Task material:
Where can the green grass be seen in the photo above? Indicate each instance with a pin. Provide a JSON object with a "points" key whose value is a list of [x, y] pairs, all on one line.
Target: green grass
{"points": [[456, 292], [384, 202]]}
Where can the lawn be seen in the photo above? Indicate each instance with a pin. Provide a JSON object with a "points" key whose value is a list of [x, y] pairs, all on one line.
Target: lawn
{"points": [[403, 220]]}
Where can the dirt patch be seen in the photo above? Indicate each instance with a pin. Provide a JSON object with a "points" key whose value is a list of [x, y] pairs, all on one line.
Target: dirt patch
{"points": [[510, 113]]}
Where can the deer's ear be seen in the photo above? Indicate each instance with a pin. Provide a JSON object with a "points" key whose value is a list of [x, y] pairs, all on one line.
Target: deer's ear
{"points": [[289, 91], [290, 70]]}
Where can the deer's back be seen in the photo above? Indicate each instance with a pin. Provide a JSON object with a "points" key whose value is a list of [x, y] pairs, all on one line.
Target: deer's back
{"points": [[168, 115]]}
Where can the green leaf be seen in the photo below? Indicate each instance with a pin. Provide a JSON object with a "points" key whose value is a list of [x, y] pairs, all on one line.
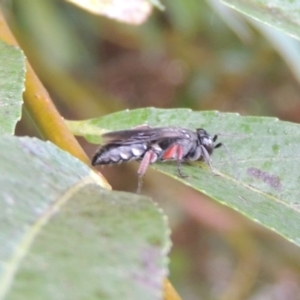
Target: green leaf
{"points": [[12, 77], [281, 14], [64, 237], [262, 184]]}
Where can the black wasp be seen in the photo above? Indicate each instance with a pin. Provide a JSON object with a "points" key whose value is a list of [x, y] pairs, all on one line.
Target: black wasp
{"points": [[148, 145]]}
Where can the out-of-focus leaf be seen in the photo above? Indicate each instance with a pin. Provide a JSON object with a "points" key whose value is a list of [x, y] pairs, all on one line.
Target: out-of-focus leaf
{"points": [[281, 14], [12, 77], [233, 20], [287, 47], [261, 183], [64, 237], [132, 12]]}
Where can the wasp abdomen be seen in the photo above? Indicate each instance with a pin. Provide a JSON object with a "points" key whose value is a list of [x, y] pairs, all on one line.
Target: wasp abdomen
{"points": [[114, 154]]}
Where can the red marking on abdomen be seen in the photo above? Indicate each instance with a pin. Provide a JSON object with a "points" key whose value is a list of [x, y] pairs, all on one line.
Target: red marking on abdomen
{"points": [[173, 152]]}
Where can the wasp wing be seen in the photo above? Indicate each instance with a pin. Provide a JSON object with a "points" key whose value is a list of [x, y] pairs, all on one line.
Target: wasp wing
{"points": [[136, 136]]}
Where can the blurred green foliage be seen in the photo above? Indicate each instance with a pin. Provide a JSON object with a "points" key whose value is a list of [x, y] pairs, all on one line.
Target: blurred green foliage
{"points": [[195, 54]]}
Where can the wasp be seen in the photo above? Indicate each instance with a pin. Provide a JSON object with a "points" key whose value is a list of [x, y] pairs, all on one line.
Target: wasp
{"points": [[151, 144]]}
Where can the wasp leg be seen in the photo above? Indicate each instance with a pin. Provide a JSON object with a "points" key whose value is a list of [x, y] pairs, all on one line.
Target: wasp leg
{"points": [[206, 159], [149, 157]]}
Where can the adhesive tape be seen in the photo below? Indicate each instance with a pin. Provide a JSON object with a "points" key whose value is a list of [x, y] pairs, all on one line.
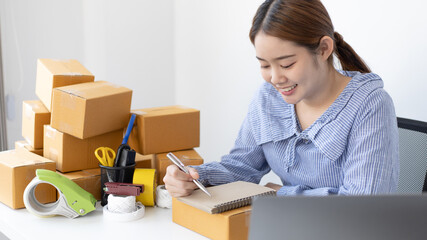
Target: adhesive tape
{"points": [[121, 204], [163, 199], [124, 217], [146, 176]]}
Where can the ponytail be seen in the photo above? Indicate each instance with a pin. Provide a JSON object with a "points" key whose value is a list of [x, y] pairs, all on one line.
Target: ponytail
{"points": [[349, 59]]}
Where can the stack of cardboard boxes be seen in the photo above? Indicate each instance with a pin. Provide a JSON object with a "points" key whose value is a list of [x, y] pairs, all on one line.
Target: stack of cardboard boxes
{"points": [[161, 130], [73, 116]]}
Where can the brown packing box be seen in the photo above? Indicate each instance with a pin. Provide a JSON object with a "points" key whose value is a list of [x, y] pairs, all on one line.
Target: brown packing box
{"points": [[74, 154], [89, 180], [166, 129], [144, 161], [17, 169], [24, 145], [34, 116], [233, 224], [187, 157], [57, 73], [90, 109]]}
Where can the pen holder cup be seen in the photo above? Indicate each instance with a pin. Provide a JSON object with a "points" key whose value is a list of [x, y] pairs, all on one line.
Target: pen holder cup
{"points": [[114, 174]]}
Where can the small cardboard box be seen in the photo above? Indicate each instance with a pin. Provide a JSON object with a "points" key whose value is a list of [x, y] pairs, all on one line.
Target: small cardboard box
{"points": [[57, 73], [24, 145], [17, 169], [34, 116], [89, 180], [90, 109], [187, 157], [233, 224], [144, 161], [166, 129], [74, 154]]}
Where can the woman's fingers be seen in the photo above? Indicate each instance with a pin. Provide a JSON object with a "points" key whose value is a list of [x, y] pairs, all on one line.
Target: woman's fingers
{"points": [[179, 183]]}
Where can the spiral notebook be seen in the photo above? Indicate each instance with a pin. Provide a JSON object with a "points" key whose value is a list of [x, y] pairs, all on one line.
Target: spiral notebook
{"points": [[226, 197]]}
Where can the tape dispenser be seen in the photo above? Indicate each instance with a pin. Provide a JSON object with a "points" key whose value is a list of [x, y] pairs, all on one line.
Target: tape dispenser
{"points": [[73, 200]]}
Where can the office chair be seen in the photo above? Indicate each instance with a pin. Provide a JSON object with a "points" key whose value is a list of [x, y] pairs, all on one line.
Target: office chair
{"points": [[413, 156]]}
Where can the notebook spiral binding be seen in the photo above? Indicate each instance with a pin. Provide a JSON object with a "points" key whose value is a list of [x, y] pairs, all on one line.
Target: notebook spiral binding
{"points": [[238, 203]]}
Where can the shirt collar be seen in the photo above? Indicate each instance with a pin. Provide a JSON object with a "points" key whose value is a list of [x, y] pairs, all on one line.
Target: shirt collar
{"points": [[283, 120]]}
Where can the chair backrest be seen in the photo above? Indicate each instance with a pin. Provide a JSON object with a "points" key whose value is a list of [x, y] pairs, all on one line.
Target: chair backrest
{"points": [[413, 156]]}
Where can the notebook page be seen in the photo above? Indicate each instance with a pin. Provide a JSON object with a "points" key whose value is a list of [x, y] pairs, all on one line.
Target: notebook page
{"points": [[226, 197]]}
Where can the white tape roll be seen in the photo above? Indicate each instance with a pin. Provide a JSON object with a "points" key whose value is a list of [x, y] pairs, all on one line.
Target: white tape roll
{"points": [[163, 199], [121, 204], [124, 217]]}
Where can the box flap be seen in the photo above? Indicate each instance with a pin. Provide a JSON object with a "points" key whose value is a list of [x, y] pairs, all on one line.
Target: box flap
{"points": [[14, 158], [176, 109], [65, 67], [93, 90], [35, 106]]}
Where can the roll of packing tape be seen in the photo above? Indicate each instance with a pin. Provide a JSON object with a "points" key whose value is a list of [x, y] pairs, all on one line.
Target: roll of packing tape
{"points": [[124, 217], [146, 176], [121, 204], [163, 198]]}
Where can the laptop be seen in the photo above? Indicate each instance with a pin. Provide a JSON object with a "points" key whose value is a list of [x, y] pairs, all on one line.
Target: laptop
{"points": [[376, 217]]}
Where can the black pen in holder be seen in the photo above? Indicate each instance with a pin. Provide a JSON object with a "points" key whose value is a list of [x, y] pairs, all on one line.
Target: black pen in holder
{"points": [[122, 174]]}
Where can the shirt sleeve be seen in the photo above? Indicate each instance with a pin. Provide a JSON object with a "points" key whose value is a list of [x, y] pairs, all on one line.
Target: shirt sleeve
{"points": [[371, 163], [245, 162]]}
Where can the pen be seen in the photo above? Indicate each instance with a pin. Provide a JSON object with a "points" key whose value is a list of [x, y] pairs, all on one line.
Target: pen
{"points": [[181, 166]]}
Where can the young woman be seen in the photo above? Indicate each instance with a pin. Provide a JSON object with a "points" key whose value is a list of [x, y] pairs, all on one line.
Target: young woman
{"points": [[321, 130]]}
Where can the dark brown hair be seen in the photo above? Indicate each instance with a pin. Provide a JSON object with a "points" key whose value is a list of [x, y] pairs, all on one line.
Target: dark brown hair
{"points": [[304, 22]]}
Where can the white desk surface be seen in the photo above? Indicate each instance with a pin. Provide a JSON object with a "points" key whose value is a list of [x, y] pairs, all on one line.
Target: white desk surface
{"points": [[156, 224]]}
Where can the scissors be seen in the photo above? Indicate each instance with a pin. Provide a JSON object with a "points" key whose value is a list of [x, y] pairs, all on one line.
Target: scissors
{"points": [[107, 156]]}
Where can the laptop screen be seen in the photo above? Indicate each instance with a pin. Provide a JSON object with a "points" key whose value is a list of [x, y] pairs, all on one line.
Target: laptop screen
{"points": [[339, 217]]}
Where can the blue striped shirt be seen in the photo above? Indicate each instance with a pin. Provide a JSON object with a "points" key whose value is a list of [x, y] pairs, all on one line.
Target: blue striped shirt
{"points": [[352, 148]]}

Set exercise: Everything from the line containing "Where can the black pen" to the end of the records must be written out exactly; include both of those lines and no others.

Written solution:
Where can the black pen in holder be seen in the photo above? Indicate each instance with a pin. Provide a JSON object with a "points" key whose value is a list of [x, y] pairs, all on one line.
Target: black pen in holder
{"points": [[122, 174]]}
Where can the shirt sleeve be seen in the photo above? Indicate each instance with a pin. Provide a JSON object with a "points" key whose value is a list of [x, y] pairs, all on one line.
Target: shirt sleeve
{"points": [[371, 163], [245, 162]]}
Where can the pen be seen in the photo above? Indicate each instance with a pin. Provide a JSON object with a "points" key whose value is a list of [x, y] pairs, all on one line.
Target: pen
{"points": [[181, 166]]}
Where can the young woman be seen in the photo above? Indicate each instance with a pin. Provide a JSON object with a "points" key whose value is a list of [x, y] pairs, all on one line.
Target: young woman
{"points": [[321, 130]]}
Where can the dark brown hair be seen in the photo above? Indicate each instance with a pin. Provide a JSON object with a "points" key whose value is a list of [x, y] pairs, all on one line.
Target: dark brown hair
{"points": [[304, 22]]}
Where can the white desk surface be seen in the photo above? Indicate each instance with a pin. Provide a JSON object with a "points" key whose value is a list of [x, y] pairs, all on one line.
Target: white desk surface
{"points": [[156, 224]]}
Where can the scissors be seen in the photo above? Indicate each instance with a pin. Provide a JSON object with a "points" key whose value is a list of [x, y] pairs, all on one line.
Target: scissors
{"points": [[107, 156]]}
Where can the laptop screen be seen in the photo above? Indicate each instance with a pin. Provide a JSON object with a "points" key whose value is a list of [x, y] pairs, all on one line.
Target: laptop screen
{"points": [[339, 217]]}
Where can the blue striped shirt be seen in the photo above? Indicate each instance with a pin. Provide a JSON object with a "points" key whose value is a list of [x, y] pairs, all on one line.
Target: blue striped shirt
{"points": [[352, 148]]}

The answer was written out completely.